Task to carry out: Print the passage of the lung transplant article starting at "Davey Bauer was" and ending at "to save him.".

Reading passage:
Living life without lungs

Reporter: Amy Oshier
Published: Updated:

More than 2,000 people in the U.S. received a lung transplant last year, and thousands more are on waiting lists. Now, surgeons have developed an innovative way to extend a patient’s life while they’re waiting for a donor.

Davey Bauer was a beneficiary. At 34, his lungs were damaged beyond repair. A snowboarder, skateboarder, fisherman, and golfer, he was also a pack-a-day smoker. Ten years ago, he switched to vaping. “It’s, honestly, more addicting than cigarettes,” Bauer said.

Last year, he caught the flu. It was the last straw for his lungs.

“I felt a little short of breath, was coughing up a lot of secretions,” Bauer said.

“The lungs, you know, were so heavily infected that they started to liquefy, and he had developed puss in both his cavities. And, literally, if you look at his x-ray, there’s nothing left,” said his thoracic surgeon Dr. Ankit Bharat.

Bauer’s condition was so dire that surgeons at Northwestern Medicine created a new life-saving procedure to save him.

“It was very clear to me that he needed a double-lung transplant, but it was also very clear that he would not survive that transplant.” Dr. Bharat removed his damaged lungs and created an artificial lung.

“After we took both his lungs out and engineered a system that could be attached to his body and keep his blood flow to the heart, keep his brain and other organs perfused,” Dr. Bharat said.

They placed double-D breast implants inside his chest cavity to keep Bauer’s heart in place. “Within 24 hours after we took out the lungs, his body started to get better,” Dr. Bharat said.

Within 48 hours, Bauer had a new set of donor lungs. “I can’t even put it into words. I mean, they gave me a second chance at life.”

Doctors believe this new procedure could help others survive when they’re out of options—giving their bodies time to heal and giving them the best possible chance of surviving a lung transplant.

Referring expression pointing data
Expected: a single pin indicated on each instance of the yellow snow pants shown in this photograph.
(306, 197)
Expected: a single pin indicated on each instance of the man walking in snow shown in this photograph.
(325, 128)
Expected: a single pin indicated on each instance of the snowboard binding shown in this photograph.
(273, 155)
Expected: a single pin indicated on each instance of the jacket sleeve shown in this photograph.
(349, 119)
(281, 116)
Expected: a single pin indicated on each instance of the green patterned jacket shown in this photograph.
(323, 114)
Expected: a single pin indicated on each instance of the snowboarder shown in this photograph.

Response to the task:
Davey Bauer was a beneficiary. At 34, his lungs were damaged beyond repair. A snowboarder, skateboarder, fisherman, and golfer, he was also a pack-a-day smoker. Ten years ago, he switched to vaping. “It’s, honestly, more addicting than cigarettes,” Bauer said.

Last year, he caught the flu. It was the last straw for his lungs.

“I felt a little short of breath, was coughing up a lot of secretions,” Bauer said.

“The lungs, you know, were so heavily infected that they started to liquefy, and he had developed puss in both his cavities. And, literally, if you look at his x-ray, there’s nothing left,” said his thoracic surgeon Dr. Ankit Bharat.

Bauer’s condition was so dire that surgeons at Northwestern Medicine created a new life-saving procedure to save him.